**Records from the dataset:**
□ □ □ □ □ □ □

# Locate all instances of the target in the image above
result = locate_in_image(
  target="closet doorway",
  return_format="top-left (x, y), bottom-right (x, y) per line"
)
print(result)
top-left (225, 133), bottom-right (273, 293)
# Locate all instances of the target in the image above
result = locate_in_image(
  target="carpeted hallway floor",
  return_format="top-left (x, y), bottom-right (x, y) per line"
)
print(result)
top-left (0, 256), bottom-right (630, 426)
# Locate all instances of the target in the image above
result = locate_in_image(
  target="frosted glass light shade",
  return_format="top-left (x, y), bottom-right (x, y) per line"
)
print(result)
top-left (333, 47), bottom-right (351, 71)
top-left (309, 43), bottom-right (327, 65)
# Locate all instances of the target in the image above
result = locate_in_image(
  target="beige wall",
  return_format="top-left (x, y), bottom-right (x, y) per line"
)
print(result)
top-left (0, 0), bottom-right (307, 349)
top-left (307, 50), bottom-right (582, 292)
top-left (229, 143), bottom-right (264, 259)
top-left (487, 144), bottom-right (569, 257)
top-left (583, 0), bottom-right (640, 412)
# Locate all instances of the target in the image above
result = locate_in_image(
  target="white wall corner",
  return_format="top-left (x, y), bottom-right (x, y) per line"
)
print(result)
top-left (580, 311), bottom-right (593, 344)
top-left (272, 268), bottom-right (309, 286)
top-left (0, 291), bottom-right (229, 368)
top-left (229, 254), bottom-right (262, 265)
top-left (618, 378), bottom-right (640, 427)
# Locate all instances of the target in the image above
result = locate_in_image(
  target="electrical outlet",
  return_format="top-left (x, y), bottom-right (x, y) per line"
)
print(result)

□ □ □ □ □ □ □

**Instruction:** Print every line of the records above again, keeping each one unchanged.

**The result:**
# Locate all instances of the target in the image above
result = locate_in_image(
  target="closet doorway",
  return_format="top-left (x, y), bottom-right (x, y) per line"
)
print(result)
top-left (225, 133), bottom-right (273, 293)
# Locate all instances of the target in the image above
result = locate_in_image(
  target="carpeted hallway floor",
  return_format="top-left (x, y), bottom-right (x, y) per line"
)
print(result)
top-left (0, 256), bottom-right (630, 426)
# Locate all instances of the target in the image above
result = locate_in_image(
  target="frosted glass light shade",
  return_format="top-left (x, y), bottom-right (x, y) per line"
)
print(result)
top-left (333, 47), bottom-right (351, 71)
top-left (309, 43), bottom-right (327, 65)
# Locate all instances of the target in the image above
result = locate_in_image(
  target="beige wall",
  return_format="top-left (x, y), bottom-right (x, y) per line"
)
print(result)
top-left (0, 0), bottom-right (307, 349)
top-left (307, 50), bottom-right (582, 292)
top-left (229, 143), bottom-right (264, 259)
top-left (487, 144), bottom-right (569, 257)
top-left (583, 0), bottom-right (640, 412)
# Locate all instances of the target in the image above
result = locate_in_image(
  target="white wall corner",
  return_format="top-left (x, y), bottom-right (x, y) per line"
)
print(result)
top-left (580, 311), bottom-right (593, 344)
top-left (272, 268), bottom-right (309, 286)
top-left (0, 291), bottom-right (229, 368)
top-left (229, 254), bottom-right (262, 265)
top-left (618, 378), bottom-right (640, 427)
# Locate all instances of the target in the image above
result = locate_in_image(
  target="electrical outlet",
  return_format="top-left (x, y), bottom-right (x, y) per line"
)
print(result)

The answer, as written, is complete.